Data provided Block Start

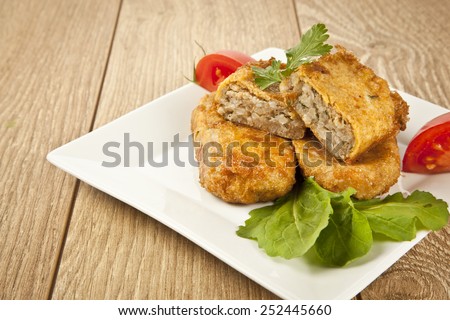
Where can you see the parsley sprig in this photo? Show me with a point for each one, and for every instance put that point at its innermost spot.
(312, 44)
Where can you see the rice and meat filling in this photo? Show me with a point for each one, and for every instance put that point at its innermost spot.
(241, 101)
(235, 163)
(240, 106)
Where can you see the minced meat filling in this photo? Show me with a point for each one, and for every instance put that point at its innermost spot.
(322, 119)
(240, 106)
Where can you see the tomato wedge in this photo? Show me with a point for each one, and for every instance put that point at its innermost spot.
(429, 149)
(213, 68)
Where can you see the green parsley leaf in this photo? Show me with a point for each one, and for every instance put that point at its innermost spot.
(312, 44)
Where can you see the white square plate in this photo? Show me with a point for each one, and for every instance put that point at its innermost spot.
(173, 196)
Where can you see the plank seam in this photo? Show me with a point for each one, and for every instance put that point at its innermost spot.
(77, 185)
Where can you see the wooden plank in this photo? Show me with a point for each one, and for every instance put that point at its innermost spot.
(404, 42)
(113, 251)
(53, 54)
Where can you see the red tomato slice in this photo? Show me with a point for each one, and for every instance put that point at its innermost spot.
(429, 149)
(213, 68)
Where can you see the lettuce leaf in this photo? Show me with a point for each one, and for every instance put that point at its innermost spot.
(396, 216)
(338, 226)
(290, 227)
(348, 235)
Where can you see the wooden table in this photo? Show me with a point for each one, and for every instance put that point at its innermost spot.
(70, 66)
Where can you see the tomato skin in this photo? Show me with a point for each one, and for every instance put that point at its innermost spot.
(215, 67)
(429, 150)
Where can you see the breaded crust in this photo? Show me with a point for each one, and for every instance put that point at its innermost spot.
(241, 101)
(247, 170)
(359, 96)
(371, 175)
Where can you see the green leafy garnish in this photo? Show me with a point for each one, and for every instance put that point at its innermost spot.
(290, 227)
(338, 226)
(312, 44)
(396, 217)
(348, 235)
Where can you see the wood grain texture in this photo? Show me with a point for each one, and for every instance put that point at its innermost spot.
(404, 42)
(53, 54)
(113, 251)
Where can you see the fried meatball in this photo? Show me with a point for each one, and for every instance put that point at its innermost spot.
(371, 175)
(240, 164)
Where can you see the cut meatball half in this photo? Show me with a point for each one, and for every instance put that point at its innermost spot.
(241, 101)
(347, 107)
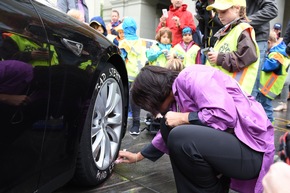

Data provided Block End

> **Task statement**
Set down every record word for word and leave out the pictures.

> **Answer to the exercise**
Where can you see the parsley sprig in this photo? Show me with a point for each one, and for every instance put that point at its innermost spot.
(312, 44)
Where can you see the rice and meat filling in this photo? Show me with a point for each one, and for every instance put that point at its innermost spot.
(241, 101)
(235, 163)
(240, 106)
Where can you see the minced meat filling in this photo? Show me with a point for each one, and for every instance put that point at its innermost spot.
(322, 119)
(240, 106)
Where can you see the tomato wedge in this photo? Show me with a point for each one, and for every instance put that point at its innermost spot.
(429, 149)
(213, 68)
Where can you see the green parsley leaf in this photo? Show me with a point for each one, and for every instance put that point at its innermost spot.
(312, 44)
Where can you see the white square plate in this photo? Show me with a point for each one, and for every instance put that point at its innermost spot.
(173, 196)
Where can you see the plank seam in this photo? Show me with a point for each one, and for every instance put that point at its innermost spot.
(77, 185)
Where can you see the wooden plank in this photo? Show me with a point for each one, and for every instance put that point at its innermost spot.
(404, 42)
(113, 251)
(53, 54)
Where can you see the red tomato slice in this photo? Show me with a point for each one, and for every instance put that point at its innermost spot.
(429, 149)
(213, 68)
Where can you see the lettuce leaf in this photo? Show me with a point for each one, and for every instance put that point at its innermost spot.
(396, 216)
(338, 226)
(290, 227)
(348, 235)
Where can you see the wooden table in this photo? Show me with a point for each one, and for every instance put that point at its innermost spot.
(70, 66)
Where can you see the tomato skin in this photo? Show me with a point for each one, and for every instance put that point at its innermost spot.
(215, 67)
(429, 150)
Where can you see the breaded crust in this photo? Show me with a point for each one, and for every instance put that point at its innermost spot.
(241, 101)
(247, 170)
(359, 96)
(371, 175)
Where can you see the green leafy garnish in this photo? Show me with a point for each one, and for every instance put that point at its innermost spot.
(290, 227)
(338, 226)
(312, 44)
(396, 217)
(348, 235)
Where can you see the wood grain texture in this photo? Show me with a point for each one, and for every instance put that point at its innermost spot.
(404, 42)
(53, 54)
(113, 251)
Where can you see the fried meatball in this photo? Show me with a point for each one, and for every instance put that point at its innermost spot.
(371, 175)
(240, 164)
Where can you see the cut meatball half in this photo? Show me with a point for each one, and for every instance put that point at its innermost spot.
(241, 101)
(347, 107)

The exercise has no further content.